> **Ihre Aufgaben**
**1.** Nennen Sie alle staatlichen Stellen und Herrscher, die im Textauszug über Orden und Ehrenzeichen erwähnt werden.
**2.** Schreiben Sie den Textauszug über Orden und Ehrenzeichen im Anschluss an seinen letzten Satz weiter.

> **Textauszug**
================================

Orden und Ehrenzeichen

Bergedorfer Zeitung, 3. Oktober 1918

Viel Aufhebens machte die Bergedorfer Zeitung wahrlich nicht von der Verleihung der Rote-Kreuz-Medaille (3. Klasse) an den Mittelschullehrer Hermann Berndt. Vermutlich war er, der hier die „Hilfe für deutsche Kriegsgefangene“ organisierte, der letzte Bergedorfer Empfänger dieser Auszeichnung: bald nach der Revolution verkündete die preußische Regierung, dass ab sofort keine Orden und Ehrenzeichen mehr vergeben würden (BZ vom 24. Dezember 1918). Das betraf auch die vom deutschen Kaiser und preußischen König gestiftete Rote-Kreuz-Medaille.

================================

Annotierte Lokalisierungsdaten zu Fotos

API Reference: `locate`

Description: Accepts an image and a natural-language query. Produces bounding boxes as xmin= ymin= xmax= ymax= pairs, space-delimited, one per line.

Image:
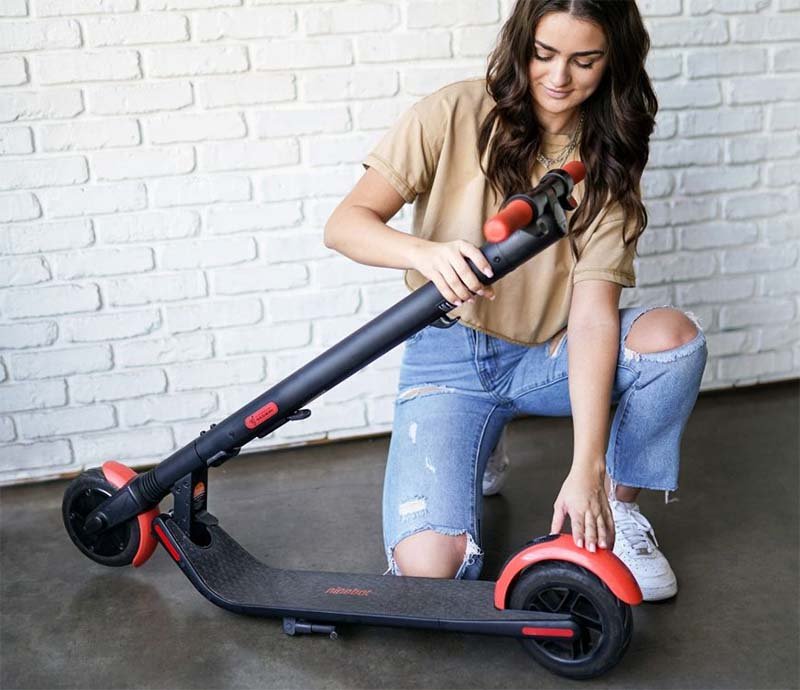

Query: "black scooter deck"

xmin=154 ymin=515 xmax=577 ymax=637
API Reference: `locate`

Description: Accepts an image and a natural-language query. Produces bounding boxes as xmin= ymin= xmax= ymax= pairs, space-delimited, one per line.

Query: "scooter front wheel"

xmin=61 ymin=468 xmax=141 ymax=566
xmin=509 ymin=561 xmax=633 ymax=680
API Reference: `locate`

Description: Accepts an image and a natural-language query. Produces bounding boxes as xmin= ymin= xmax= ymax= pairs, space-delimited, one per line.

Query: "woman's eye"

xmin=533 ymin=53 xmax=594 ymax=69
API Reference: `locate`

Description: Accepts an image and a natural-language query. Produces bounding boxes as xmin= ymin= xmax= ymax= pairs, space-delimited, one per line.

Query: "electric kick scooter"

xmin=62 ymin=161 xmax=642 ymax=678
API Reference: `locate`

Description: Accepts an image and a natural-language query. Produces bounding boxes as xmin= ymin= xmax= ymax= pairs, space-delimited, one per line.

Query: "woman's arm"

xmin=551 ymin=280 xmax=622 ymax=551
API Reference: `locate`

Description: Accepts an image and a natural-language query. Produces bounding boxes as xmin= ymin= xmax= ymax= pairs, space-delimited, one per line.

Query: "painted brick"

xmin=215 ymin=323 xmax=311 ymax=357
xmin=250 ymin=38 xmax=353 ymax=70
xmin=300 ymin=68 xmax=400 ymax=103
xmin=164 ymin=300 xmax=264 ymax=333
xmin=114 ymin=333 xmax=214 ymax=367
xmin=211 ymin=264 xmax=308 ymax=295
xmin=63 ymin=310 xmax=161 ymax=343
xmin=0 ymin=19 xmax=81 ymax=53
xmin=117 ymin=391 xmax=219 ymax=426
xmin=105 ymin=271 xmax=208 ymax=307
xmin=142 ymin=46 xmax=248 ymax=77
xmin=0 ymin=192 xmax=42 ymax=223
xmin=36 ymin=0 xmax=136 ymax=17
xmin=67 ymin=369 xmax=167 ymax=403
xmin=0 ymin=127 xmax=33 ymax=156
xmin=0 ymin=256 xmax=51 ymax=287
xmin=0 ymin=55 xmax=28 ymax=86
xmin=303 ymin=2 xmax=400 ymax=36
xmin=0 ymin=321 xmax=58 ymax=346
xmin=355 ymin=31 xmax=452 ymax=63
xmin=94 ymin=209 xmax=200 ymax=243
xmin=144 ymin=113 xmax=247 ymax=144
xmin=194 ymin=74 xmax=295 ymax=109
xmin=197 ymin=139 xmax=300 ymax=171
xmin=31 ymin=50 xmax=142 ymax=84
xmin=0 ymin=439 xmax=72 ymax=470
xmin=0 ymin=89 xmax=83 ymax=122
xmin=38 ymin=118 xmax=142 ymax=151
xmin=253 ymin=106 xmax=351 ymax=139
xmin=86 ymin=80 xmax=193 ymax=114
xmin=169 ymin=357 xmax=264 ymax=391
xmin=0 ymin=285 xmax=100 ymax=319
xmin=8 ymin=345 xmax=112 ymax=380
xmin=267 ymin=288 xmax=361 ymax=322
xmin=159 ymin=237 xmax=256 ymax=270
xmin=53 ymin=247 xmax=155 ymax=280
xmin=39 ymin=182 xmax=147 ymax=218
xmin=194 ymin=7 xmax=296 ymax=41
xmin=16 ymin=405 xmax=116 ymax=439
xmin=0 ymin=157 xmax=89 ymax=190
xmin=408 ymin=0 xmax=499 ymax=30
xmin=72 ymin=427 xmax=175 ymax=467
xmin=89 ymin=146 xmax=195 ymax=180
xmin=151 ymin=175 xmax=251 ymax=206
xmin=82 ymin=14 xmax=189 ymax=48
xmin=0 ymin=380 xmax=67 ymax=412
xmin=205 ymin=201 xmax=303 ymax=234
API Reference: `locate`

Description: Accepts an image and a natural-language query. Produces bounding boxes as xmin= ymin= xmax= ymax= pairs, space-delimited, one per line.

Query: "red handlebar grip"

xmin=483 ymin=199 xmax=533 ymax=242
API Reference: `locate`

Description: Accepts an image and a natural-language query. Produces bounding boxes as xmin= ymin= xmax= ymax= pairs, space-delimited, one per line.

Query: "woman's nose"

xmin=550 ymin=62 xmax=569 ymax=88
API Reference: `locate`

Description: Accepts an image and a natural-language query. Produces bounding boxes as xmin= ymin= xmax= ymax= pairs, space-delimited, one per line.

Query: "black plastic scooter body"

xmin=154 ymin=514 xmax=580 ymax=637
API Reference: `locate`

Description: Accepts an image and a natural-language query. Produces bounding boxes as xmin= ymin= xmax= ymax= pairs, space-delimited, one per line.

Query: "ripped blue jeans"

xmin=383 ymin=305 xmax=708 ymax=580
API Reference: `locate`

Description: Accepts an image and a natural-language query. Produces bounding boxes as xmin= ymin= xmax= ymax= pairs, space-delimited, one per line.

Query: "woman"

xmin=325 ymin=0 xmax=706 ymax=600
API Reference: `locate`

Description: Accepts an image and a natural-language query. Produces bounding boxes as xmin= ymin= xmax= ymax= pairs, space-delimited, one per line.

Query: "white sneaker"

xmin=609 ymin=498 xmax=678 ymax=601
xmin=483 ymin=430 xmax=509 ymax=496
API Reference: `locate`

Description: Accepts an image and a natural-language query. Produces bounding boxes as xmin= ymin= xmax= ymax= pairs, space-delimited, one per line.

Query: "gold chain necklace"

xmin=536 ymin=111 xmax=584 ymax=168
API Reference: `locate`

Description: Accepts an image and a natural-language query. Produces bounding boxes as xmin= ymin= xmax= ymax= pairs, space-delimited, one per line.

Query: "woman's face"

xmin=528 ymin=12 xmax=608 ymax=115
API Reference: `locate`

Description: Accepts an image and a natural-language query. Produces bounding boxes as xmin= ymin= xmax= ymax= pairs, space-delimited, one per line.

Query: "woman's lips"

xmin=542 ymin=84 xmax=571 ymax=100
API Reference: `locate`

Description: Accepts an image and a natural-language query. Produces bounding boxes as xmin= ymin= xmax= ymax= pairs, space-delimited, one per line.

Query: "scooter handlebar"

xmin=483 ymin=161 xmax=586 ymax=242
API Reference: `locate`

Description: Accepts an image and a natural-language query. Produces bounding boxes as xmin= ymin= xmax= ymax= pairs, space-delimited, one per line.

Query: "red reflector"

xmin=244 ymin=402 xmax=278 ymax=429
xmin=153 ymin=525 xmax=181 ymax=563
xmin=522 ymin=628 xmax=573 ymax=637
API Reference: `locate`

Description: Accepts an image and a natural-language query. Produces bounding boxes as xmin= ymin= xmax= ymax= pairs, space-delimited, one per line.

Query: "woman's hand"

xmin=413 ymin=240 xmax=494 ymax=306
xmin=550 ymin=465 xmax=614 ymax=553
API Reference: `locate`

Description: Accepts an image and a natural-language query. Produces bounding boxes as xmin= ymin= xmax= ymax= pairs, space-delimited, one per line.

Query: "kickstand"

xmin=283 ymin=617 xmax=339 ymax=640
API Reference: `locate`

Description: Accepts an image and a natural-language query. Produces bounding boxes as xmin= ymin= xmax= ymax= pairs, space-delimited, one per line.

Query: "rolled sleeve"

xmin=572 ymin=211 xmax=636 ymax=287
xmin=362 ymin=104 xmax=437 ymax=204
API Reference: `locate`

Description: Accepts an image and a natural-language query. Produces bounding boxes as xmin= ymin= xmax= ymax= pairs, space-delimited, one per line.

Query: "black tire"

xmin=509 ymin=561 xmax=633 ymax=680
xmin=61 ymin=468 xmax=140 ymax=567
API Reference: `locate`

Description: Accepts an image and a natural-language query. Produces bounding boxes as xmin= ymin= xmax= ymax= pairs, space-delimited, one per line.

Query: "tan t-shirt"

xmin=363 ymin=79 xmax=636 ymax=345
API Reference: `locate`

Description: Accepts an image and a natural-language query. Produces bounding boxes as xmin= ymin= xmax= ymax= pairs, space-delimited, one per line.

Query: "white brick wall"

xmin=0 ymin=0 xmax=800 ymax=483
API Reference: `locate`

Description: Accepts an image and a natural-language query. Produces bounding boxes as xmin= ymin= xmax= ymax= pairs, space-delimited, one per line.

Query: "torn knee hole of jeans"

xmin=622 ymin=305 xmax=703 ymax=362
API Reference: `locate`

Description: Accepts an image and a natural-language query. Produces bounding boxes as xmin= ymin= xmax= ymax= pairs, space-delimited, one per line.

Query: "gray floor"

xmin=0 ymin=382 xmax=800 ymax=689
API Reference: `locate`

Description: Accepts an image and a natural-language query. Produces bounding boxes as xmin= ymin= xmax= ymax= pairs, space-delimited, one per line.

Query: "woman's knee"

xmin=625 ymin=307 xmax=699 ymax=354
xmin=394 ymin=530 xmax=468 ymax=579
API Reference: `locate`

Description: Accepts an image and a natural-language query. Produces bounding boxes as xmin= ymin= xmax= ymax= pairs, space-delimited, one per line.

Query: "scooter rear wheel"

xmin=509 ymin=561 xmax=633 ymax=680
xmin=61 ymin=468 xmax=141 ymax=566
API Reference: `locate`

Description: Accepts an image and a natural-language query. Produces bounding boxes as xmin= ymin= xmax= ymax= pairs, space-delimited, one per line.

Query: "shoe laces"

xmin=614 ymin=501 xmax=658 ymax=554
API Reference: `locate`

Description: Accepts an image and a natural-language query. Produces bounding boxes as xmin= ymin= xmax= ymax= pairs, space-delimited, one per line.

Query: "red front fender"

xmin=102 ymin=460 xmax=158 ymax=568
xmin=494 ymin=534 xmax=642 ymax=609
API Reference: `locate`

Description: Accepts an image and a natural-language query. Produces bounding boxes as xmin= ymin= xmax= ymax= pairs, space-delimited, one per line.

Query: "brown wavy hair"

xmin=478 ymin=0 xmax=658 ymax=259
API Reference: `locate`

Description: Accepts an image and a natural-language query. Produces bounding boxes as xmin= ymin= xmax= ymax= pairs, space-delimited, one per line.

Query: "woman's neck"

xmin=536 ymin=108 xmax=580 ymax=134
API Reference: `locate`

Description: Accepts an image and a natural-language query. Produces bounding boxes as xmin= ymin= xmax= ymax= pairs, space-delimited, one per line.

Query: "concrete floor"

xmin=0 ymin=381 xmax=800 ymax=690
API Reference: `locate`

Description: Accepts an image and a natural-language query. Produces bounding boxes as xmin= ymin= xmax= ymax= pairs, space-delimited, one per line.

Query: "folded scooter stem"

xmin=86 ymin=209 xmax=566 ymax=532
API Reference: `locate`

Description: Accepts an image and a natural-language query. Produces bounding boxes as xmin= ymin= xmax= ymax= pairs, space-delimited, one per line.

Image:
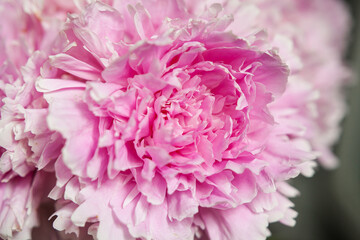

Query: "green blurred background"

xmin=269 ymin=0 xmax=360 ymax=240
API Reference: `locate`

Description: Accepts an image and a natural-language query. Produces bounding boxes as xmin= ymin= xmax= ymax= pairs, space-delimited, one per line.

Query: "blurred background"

================================

> **Lösungen**
**1.** die preußische Regierung, der deutsche Kaiser, der preußische König

**2.**
Nur wenige Bergedorfer hatten 1918 diese Medaille erhalten: der Führer der örtlichen Kolonne des Roten Kreuzes, A. Morgenbesser, die Leiterin der Luisenschule, Erna Martens, und der in Bergedorf wohnhafte Pastor Ditlevsen von der deutschen Seemannsmission, dazu aus Sande der dortige Zugführer der Kolonne des Roten Kreuzes sowie die Witwe des Amts- und Gemeindevorstehers Gustav Maik und die Kochschwester Marta Ohl (BZ vom 15. und 19. Februar, 20. März, 3. September und 2. Oktober).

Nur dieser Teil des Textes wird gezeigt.